• **PASSAGE PROVIDED**:
::::::

| We've
all had jobs that we didn't want to do for one reason or another.
Reasons include (but are not limited to):
“It's too hard.”
“It will take too much of my valuable time that I need
to spend on personal
and other non-work related projects.”
“It's too icky."
“I have a degree or degrees, so this job is beneath
me.”
The list goes on and on--we've all been there more times than
we'd like to admit. Well, now there are numerous ways to avoid
that uncomfortable feeling that we are shirking our responsibilities,
while at the same time get the job done with a minimum of
hassle.
Granted, some of these solutions may turn out to be more work
than the original job, but who cares if the solution is more
interesting than just buckling down and doing it right the
first time.
The Metaphysical approach:
There are numerous ways of confronting almost any task using
metaphysics; These are only a few of the many possible ways
of addressing the task at hand. The first method is very simple
and requires a minimum of understanding of metaphysics vocabulary,
although the first time you read it, you may not understand
the procedure fully until you reach the end of the description.
First Method:
First, fast for three days to put yourself in a suitable frame
of mind--no liquids other than homogenized yak milk should
be consumed during this interval. This three-day interval
also moves you closer to the deadline to complete the task, thereby
augmenting the sense of urgency. This increased sense
of urgency is desirable.
Place yourself, standing in a suitable environment where there
is a minimum of karmic disturbance and where Feng Shui
is optimized. It is important to be standing throughout the
following:
Concentrate to feel the energy flowing through you. Center
yourself. Focus your energies to flow with that in your environment.
Experience the environmental energy as well as your own.
Use the force, Luke.
Now, after blocking out your own energies and functioning
only on those of the environment, focus your Chi. Optimize
your Yin and Yang to aid in choosing an optimum paradigm.
Once you have reached true enlightenment and the
optimum paradigm is revealed, move forward on this plane,
into a regressed transcendental state of hyperawareness that
will create a vague, but highly focused out of body experience.
Once outside your body, you are almost ready to begin using
the energies available to you. From outside your body, step
around behind yourself, kick your body in the butt, and in
a clear, properly enunciated thought/voice, tell yourself
that you are procrastinating, go get something healthy to
eat, tell yourself to get off your lazy butt (speaking figuratively,
since you should still be standing at this point), accept
reality and get to work on the project. And don't bug other
people about it. In the words of that ancient Greek god, Nike,
"Just Do it!" Oh, and pitch out the Yak milk. It's
probably spoiled by now anyway.
After all, if there were an easier solution that works, don't
you think someone would have found it by now?

::::::

• **DATA ENTRIES**:
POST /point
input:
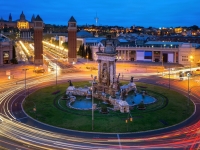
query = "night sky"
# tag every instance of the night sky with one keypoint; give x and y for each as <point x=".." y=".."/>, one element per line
<point x="155" y="13"/>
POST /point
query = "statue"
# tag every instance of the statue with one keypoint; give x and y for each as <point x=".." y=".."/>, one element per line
<point x="70" y="83"/>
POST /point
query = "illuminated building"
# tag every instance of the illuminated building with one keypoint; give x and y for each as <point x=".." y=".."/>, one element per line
<point x="22" y="24"/>
<point x="6" y="47"/>
<point x="38" y="46"/>
<point x="72" y="28"/>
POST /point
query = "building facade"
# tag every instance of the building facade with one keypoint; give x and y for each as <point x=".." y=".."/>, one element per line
<point x="6" y="50"/>
<point x="24" y="26"/>
<point x="72" y="47"/>
<point x="171" y="52"/>
<point x="38" y="45"/>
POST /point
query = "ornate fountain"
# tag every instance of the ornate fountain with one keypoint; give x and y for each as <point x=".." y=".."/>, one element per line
<point x="108" y="86"/>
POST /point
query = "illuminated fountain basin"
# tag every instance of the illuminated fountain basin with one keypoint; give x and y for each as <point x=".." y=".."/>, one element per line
<point x="132" y="99"/>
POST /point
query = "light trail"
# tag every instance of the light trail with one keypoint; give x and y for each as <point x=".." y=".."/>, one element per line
<point x="188" y="136"/>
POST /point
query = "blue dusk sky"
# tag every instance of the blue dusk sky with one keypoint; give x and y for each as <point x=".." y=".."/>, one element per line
<point x="155" y="13"/>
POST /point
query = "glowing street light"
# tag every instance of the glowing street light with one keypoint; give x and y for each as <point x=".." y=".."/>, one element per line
<point x="87" y="58"/>
<point x="25" y="79"/>
<point x="93" y="81"/>
<point x="129" y="119"/>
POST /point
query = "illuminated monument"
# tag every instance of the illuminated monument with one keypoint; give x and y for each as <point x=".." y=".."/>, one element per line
<point x="72" y="28"/>
<point x="38" y="34"/>
<point x="22" y="24"/>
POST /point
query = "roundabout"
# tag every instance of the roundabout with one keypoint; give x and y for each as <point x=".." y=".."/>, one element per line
<point x="169" y="109"/>
<point x="27" y="133"/>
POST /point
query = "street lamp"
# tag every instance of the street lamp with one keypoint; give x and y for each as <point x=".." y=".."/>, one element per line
<point x="93" y="81"/>
<point x="129" y="118"/>
<point x="188" y="74"/>
<point x="25" y="79"/>
<point x="169" y="77"/>
<point x="87" y="58"/>
<point x="191" y="60"/>
<point x="56" y="70"/>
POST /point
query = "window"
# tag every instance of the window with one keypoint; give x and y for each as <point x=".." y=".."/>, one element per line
<point x="184" y="58"/>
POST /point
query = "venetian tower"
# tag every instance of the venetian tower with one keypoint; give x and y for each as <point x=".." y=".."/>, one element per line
<point x="107" y="63"/>
<point x="38" y="35"/>
<point x="72" y="29"/>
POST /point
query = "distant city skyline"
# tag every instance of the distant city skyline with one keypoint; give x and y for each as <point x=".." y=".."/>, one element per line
<point x="127" y="13"/>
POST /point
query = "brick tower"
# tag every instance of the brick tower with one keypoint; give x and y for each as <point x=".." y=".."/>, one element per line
<point x="38" y="34"/>
<point x="72" y="28"/>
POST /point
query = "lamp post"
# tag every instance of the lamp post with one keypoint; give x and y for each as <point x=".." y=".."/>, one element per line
<point x="129" y="118"/>
<point x="188" y="88"/>
<point x="169" y="77"/>
<point x="191" y="60"/>
<point x="87" y="59"/>
<point x="189" y="74"/>
<point x="56" y="70"/>
<point x="25" y="79"/>
<point x="93" y="81"/>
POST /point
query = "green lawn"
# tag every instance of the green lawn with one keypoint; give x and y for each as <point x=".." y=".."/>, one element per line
<point x="170" y="108"/>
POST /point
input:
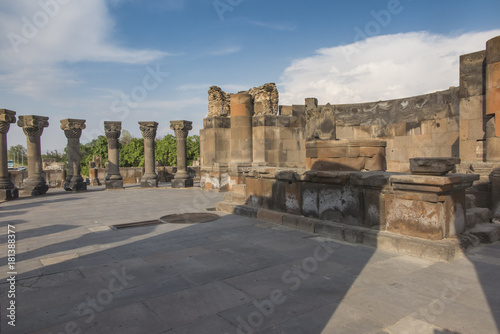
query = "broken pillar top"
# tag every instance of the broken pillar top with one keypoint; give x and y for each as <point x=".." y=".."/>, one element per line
<point x="181" y="128"/>
<point x="6" y="117"/>
<point x="493" y="50"/>
<point x="33" y="125"/>
<point x="148" y="129"/>
<point x="218" y="102"/>
<point x="241" y="98"/>
<point x="73" y="127"/>
<point x="71" y="124"/>
<point x="112" y="129"/>
<point x="432" y="166"/>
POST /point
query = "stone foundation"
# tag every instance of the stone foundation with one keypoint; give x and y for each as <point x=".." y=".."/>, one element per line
<point x="428" y="207"/>
<point x="346" y="155"/>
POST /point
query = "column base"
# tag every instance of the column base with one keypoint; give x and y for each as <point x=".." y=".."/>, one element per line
<point x="114" y="184"/>
<point x="75" y="186"/>
<point x="35" y="190"/>
<point x="149" y="183"/>
<point x="182" y="183"/>
<point x="9" y="194"/>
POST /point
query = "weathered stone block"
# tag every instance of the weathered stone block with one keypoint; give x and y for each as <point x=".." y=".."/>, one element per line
<point x="310" y="199"/>
<point x="329" y="229"/>
<point x="361" y="132"/>
<point x="270" y="216"/>
<point x="471" y="74"/>
<point x="286" y="110"/>
<point x="402" y="141"/>
<point x="345" y="132"/>
<point x="293" y="198"/>
<point x="396" y="129"/>
<point x="414" y="218"/>
<point x="433" y="166"/>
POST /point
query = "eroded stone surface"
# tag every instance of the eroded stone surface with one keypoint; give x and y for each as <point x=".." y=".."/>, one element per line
<point x="433" y="166"/>
<point x="265" y="98"/>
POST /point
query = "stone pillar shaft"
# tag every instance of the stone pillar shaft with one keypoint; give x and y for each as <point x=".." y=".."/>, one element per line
<point x="73" y="130"/>
<point x="493" y="99"/>
<point x="113" y="180"/>
<point x="33" y="127"/>
<point x="148" y="130"/>
<point x="7" y="189"/>
<point x="241" y="128"/>
<point x="182" y="178"/>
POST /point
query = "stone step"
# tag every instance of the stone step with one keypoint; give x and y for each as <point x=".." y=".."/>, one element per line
<point x="470" y="201"/>
<point x="235" y="198"/>
<point x="482" y="214"/>
<point x="487" y="232"/>
<point x="240" y="189"/>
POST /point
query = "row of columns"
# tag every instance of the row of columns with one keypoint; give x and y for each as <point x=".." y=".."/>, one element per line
<point x="36" y="184"/>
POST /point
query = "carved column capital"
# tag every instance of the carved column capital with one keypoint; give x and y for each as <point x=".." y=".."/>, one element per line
<point x="112" y="129"/>
<point x="6" y="118"/>
<point x="33" y="125"/>
<point x="148" y="129"/>
<point x="181" y="128"/>
<point x="73" y="127"/>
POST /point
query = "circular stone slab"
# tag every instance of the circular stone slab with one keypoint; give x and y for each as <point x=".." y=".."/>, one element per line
<point x="432" y="166"/>
<point x="189" y="218"/>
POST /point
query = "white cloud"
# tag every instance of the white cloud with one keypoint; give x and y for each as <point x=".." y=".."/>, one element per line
<point x="229" y="88"/>
<point x="225" y="51"/>
<point x="40" y="37"/>
<point x="380" y="68"/>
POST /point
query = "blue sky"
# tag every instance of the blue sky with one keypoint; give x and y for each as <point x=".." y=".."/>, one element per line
<point x="134" y="60"/>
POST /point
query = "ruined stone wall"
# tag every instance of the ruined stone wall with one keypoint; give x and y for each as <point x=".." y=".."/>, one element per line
<point x="449" y="123"/>
<point x="420" y="126"/>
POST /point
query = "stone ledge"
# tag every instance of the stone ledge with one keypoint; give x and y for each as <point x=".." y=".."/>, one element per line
<point x="441" y="250"/>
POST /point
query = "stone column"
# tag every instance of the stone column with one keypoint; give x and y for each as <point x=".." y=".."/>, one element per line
<point x="493" y="99"/>
<point x="150" y="178"/>
<point x="182" y="178"/>
<point x="33" y="126"/>
<point x="241" y="128"/>
<point x="114" y="180"/>
<point x="7" y="189"/>
<point x="73" y="130"/>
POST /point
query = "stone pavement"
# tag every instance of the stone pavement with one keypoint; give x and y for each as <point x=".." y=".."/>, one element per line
<point x="232" y="275"/>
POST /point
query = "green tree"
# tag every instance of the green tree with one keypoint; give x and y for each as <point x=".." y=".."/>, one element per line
<point x="126" y="137"/>
<point x="55" y="155"/>
<point x="98" y="147"/>
<point x="132" y="154"/>
<point x="18" y="154"/>
<point x="166" y="150"/>
<point x="193" y="149"/>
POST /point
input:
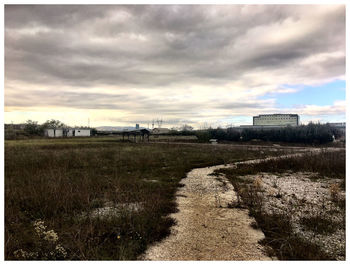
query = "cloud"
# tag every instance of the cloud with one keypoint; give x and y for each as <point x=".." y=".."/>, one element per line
<point x="186" y="61"/>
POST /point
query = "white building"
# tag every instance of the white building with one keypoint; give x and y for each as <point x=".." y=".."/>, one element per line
<point x="67" y="132"/>
<point x="276" y="120"/>
<point x="82" y="132"/>
<point x="160" y="130"/>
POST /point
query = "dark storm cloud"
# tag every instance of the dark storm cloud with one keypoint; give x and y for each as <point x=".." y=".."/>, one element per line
<point x="164" y="47"/>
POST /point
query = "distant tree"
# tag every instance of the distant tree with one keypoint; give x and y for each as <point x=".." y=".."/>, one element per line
<point x="32" y="128"/>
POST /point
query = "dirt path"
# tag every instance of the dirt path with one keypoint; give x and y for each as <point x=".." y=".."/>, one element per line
<point x="206" y="228"/>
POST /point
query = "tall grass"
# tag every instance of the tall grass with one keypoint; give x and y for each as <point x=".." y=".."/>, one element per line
<point x="58" y="181"/>
<point x="277" y="226"/>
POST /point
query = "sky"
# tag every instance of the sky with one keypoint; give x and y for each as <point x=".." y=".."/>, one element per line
<point x="201" y="65"/>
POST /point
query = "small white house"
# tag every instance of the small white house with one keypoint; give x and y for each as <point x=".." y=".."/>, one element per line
<point x="70" y="132"/>
<point x="213" y="141"/>
<point x="160" y="130"/>
<point x="67" y="132"/>
<point x="82" y="132"/>
<point x="50" y="132"/>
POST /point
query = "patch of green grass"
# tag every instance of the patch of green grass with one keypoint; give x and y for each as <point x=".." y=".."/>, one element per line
<point x="319" y="224"/>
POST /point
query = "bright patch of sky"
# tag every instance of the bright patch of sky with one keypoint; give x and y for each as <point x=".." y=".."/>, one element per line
<point x="321" y="95"/>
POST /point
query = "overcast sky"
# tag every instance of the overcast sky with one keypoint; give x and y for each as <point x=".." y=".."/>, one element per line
<point x="199" y="65"/>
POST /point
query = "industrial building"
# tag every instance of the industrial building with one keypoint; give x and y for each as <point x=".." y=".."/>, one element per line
<point x="276" y="120"/>
<point x="60" y="132"/>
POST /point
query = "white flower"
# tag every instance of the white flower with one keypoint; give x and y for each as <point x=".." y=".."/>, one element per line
<point x="51" y="236"/>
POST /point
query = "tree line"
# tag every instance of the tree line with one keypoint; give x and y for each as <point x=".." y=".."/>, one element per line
<point x="309" y="134"/>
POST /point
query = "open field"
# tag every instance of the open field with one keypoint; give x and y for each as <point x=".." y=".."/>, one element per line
<point x="298" y="202"/>
<point x="96" y="198"/>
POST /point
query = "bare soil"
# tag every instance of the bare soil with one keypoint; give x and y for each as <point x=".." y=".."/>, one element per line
<point x="206" y="227"/>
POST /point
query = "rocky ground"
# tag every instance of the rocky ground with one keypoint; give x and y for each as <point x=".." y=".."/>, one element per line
<point x="206" y="227"/>
<point x="315" y="205"/>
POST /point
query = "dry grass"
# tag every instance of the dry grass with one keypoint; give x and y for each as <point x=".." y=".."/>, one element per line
<point x="58" y="180"/>
<point x="277" y="226"/>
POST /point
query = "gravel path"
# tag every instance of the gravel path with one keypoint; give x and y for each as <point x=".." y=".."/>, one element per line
<point x="206" y="229"/>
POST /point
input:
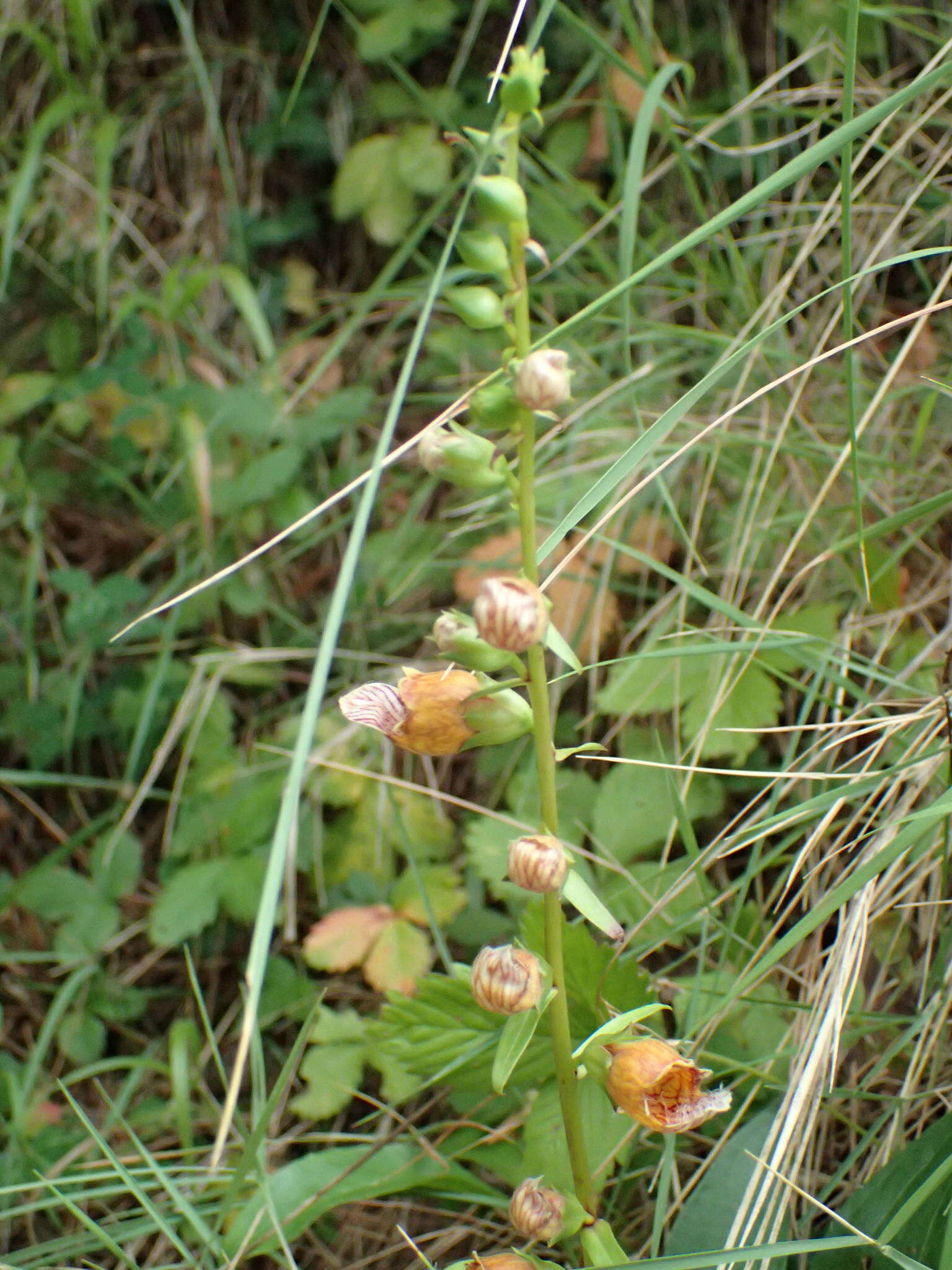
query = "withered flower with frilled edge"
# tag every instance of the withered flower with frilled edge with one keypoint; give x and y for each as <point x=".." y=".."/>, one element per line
<point x="654" y="1085"/>
<point x="438" y="711"/>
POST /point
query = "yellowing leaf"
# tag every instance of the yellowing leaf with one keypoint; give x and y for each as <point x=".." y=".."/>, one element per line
<point x="399" y="958"/>
<point x="343" y="939"/>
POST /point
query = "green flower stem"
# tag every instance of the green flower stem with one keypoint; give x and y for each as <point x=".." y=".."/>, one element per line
<point x="542" y="718"/>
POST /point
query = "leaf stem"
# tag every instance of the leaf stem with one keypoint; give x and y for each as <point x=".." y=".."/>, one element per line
<point x="542" y="718"/>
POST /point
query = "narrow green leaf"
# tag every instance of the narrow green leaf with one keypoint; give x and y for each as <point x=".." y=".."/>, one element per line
<point x="580" y="895"/>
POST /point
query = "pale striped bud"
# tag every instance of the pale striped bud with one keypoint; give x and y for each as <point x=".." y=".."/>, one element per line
<point x="537" y="863"/>
<point x="507" y="980"/>
<point x="536" y="1210"/>
<point x="511" y="614"/>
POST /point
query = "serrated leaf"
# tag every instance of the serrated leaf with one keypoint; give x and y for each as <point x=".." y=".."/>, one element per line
<point x="389" y="218"/>
<point x="116" y="864"/>
<point x="442" y="1032"/>
<point x="400" y="954"/>
<point x="444" y="892"/>
<point x="363" y="177"/>
<point x="343" y="939"/>
<point x="82" y="1037"/>
<point x="659" y="677"/>
<point x="333" y="1075"/>
<point x="423" y="162"/>
<point x="752" y="703"/>
<point x="187" y="904"/>
<point x="637" y="807"/>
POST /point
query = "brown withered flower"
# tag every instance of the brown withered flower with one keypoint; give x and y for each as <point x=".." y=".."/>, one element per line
<point x="507" y="980"/>
<point x="651" y="1082"/>
<point x="536" y="1210"/>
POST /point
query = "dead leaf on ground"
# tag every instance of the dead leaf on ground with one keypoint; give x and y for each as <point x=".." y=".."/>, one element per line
<point x="345" y="938"/>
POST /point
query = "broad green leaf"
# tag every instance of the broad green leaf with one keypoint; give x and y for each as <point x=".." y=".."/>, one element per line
<point x="187" y="904"/>
<point x="363" y="177"/>
<point x="259" y="481"/>
<point x="658" y="678"/>
<point x="82" y="1037"/>
<point x="816" y="620"/>
<point x="517" y="1033"/>
<point x="88" y="929"/>
<point x="333" y="1075"/>
<point x="423" y="162"/>
<point x="116" y="864"/>
<point x="444" y="892"/>
<point x="240" y="887"/>
<point x="390" y="216"/>
<point x="753" y="703"/>
<point x="52" y="892"/>
<point x="441" y="1033"/>
<point x="19" y="394"/>
<point x="399" y="957"/>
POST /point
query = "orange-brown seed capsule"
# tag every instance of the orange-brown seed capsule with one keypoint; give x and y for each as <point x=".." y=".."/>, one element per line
<point x="537" y="863"/>
<point x="507" y="980"/>
<point x="511" y="614"/>
<point x="536" y="1210"/>
<point x="654" y="1085"/>
<point x="499" y="1261"/>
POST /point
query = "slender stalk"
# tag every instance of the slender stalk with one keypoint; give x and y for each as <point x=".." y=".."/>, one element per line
<point x="542" y="721"/>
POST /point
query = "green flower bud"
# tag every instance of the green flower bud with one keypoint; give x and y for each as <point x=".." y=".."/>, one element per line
<point x="500" y="198"/>
<point x="456" y="637"/>
<point x="484" y="251"/>
<point x="499" y="717"/>
<point x="480" y="308"/>
<point x="461" y="458"/>
<point x="494" y="407"/>
<point x="522" y="88"/>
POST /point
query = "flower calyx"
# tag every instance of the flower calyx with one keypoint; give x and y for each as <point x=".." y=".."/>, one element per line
<point x="461" y="458"/>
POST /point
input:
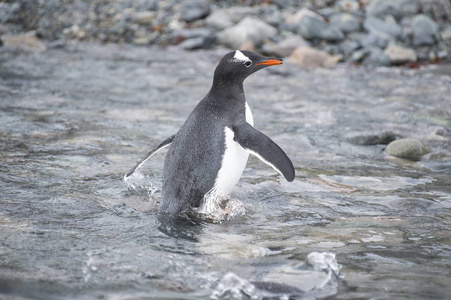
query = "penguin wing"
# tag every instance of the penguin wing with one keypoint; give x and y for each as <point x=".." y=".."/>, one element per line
<point x="164" y="144"/>
<point x="258" y="144"/>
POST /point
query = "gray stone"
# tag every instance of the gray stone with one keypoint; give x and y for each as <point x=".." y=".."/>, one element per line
<point x="411" y="149"/>
<point x="250" y="29"/>
<point x="311" y="28"/>
<point x="25" y="42"/>
<point x="446" y="34"/>
<point x="348" y="5"/>
<point x="373" y="24"/>
<point x="358" y="55"/>
<point x="285" y="47"/>
<point x="345" y="22"/>
<point x="425" y="31"/>
<point x="376" y="57"/>
<point x="375" y="39"/>
<point x="399" y="55"/>
<point x="396" y="8"/>
<point x="144" y="17"/>
<point x="219" y="19"/>
<point x="203" y="42"/>
<point x="194" y="10"/>
<point x="190" y="33"/>
<point x="347" y="47"/>
<point x="238" y="13"/>
<point x="307" y="57"/>
<point x="384" y="137"/>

::::::

• **SHORT TASK**:
In the passage on avoiding unwanted jobs, why does the First Method begin with a three-day fast? Answer in one to three sentences.

• **RIGHT ANSWER**:
The fast puts you in a suitable frame of mind. The three days also move you closer to the task's deadline, which augments the sense of urgency, and the passage calls that increased urgency desirable.